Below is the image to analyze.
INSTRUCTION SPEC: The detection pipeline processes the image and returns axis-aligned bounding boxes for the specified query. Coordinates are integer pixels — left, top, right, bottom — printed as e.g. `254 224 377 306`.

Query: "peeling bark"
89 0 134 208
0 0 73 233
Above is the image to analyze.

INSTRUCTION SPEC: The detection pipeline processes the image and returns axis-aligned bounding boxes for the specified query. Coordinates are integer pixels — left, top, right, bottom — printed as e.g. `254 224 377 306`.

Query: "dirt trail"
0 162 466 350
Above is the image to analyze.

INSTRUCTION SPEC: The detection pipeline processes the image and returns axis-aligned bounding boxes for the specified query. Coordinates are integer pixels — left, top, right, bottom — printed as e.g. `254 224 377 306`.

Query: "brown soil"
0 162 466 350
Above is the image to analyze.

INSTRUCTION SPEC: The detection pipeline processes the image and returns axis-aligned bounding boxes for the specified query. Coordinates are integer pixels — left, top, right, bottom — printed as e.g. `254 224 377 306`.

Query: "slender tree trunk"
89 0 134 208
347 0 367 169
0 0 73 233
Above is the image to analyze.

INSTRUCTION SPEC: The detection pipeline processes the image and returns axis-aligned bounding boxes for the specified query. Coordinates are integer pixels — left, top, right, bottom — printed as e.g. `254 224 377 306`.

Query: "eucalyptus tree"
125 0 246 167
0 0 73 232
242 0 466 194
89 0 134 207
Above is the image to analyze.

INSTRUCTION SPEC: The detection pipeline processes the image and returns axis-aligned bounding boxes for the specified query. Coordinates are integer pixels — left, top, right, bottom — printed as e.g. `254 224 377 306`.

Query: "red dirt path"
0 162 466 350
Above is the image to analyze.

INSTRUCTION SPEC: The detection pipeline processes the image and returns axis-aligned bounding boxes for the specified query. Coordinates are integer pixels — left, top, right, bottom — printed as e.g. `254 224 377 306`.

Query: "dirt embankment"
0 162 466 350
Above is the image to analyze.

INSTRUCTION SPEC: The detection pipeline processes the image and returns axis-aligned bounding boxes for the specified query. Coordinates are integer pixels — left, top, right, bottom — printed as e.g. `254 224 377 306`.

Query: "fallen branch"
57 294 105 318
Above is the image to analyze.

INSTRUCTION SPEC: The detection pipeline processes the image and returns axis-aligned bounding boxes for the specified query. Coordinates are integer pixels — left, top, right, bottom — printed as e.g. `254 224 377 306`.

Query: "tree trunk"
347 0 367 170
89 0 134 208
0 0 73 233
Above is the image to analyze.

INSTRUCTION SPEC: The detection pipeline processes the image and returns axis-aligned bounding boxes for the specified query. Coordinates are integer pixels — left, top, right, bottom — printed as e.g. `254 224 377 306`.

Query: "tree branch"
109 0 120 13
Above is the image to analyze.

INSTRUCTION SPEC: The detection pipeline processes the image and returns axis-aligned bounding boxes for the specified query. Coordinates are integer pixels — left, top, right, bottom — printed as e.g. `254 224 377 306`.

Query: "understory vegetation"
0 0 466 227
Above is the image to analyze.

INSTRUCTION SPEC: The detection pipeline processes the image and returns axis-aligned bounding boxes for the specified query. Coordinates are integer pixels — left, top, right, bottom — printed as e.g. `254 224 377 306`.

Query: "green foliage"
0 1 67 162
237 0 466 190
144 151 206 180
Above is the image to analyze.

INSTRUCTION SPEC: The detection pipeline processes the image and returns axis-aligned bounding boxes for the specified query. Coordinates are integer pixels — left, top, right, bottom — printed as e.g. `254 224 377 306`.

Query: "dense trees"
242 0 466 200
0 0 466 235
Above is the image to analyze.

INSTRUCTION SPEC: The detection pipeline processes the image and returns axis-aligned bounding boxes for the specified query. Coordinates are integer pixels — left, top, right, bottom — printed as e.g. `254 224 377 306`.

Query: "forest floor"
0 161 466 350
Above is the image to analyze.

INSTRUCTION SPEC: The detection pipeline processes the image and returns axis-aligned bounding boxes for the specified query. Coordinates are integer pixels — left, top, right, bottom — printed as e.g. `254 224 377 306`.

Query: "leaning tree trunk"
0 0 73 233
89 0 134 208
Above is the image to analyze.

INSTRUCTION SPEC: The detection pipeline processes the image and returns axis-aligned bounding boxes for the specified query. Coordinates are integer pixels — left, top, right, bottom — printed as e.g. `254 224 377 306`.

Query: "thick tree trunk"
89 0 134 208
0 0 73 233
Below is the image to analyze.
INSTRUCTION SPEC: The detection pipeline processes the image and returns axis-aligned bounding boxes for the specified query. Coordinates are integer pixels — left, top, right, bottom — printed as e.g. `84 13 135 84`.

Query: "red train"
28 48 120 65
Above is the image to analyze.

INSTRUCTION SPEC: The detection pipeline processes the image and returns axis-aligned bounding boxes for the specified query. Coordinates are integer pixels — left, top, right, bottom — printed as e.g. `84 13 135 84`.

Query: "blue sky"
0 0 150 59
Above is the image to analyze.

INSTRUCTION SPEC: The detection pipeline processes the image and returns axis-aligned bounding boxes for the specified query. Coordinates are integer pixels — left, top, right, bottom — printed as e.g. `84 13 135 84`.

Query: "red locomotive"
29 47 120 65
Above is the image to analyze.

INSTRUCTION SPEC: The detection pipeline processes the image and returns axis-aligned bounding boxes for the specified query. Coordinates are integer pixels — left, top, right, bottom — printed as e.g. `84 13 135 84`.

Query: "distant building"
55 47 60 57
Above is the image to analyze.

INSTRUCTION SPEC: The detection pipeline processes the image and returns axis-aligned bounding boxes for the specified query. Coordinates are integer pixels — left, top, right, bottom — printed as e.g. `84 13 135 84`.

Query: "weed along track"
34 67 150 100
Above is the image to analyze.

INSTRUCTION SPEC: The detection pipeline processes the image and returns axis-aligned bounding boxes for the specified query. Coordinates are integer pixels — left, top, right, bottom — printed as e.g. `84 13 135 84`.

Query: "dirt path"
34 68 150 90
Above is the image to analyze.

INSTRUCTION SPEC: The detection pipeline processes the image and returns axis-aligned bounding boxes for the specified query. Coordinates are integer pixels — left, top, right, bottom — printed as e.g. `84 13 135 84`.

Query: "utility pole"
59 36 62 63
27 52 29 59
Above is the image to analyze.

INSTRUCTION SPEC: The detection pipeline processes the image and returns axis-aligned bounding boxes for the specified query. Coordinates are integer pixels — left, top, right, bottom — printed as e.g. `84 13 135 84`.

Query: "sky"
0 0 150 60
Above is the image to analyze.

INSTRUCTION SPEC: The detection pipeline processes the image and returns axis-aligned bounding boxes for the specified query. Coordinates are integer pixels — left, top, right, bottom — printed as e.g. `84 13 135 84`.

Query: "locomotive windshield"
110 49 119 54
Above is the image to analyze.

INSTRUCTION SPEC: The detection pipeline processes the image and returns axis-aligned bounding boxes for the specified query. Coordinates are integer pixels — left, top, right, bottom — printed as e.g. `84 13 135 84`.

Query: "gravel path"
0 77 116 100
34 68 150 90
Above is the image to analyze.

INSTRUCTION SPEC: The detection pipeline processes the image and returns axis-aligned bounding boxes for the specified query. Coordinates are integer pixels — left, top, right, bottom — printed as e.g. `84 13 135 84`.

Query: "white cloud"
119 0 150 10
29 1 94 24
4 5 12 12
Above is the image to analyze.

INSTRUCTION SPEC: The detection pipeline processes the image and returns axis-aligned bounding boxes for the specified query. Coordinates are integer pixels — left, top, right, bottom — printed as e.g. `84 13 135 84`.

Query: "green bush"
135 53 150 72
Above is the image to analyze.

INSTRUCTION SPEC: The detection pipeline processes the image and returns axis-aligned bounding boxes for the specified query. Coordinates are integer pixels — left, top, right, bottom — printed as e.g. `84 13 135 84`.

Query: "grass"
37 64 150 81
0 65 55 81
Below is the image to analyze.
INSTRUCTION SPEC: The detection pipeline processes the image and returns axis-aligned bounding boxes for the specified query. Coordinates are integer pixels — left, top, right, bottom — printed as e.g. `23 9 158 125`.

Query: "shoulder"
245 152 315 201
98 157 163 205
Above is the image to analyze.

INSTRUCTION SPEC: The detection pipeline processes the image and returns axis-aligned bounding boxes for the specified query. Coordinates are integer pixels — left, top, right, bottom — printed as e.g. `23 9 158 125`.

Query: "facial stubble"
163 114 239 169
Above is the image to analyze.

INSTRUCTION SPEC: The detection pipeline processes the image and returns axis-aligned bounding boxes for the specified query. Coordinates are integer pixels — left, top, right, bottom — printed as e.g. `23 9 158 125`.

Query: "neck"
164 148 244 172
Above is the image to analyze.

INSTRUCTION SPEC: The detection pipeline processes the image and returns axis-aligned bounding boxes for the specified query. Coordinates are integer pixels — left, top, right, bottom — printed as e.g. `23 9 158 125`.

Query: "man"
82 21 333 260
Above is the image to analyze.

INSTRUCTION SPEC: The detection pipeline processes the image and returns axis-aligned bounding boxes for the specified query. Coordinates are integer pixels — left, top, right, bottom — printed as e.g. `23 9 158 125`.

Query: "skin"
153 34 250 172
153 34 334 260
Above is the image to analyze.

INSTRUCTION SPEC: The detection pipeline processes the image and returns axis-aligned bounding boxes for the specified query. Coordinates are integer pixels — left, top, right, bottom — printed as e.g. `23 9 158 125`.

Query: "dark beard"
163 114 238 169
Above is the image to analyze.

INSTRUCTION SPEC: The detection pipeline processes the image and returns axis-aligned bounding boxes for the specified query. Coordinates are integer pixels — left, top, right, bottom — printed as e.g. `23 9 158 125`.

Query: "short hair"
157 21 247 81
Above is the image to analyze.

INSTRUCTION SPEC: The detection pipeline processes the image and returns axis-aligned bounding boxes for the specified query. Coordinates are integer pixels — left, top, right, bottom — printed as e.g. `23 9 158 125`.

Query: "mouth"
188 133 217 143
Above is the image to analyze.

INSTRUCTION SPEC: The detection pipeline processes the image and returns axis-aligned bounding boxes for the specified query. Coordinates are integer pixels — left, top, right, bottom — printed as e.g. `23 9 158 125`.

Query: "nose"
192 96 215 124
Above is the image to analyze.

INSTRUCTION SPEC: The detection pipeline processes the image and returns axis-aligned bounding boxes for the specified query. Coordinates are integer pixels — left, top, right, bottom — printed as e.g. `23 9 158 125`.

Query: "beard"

→ EXERCISE PROMPT
How many lines in the entries above contain the string "locomotive"? Reply with the number only.

→ ANSWER TO THIS EXERCISE
2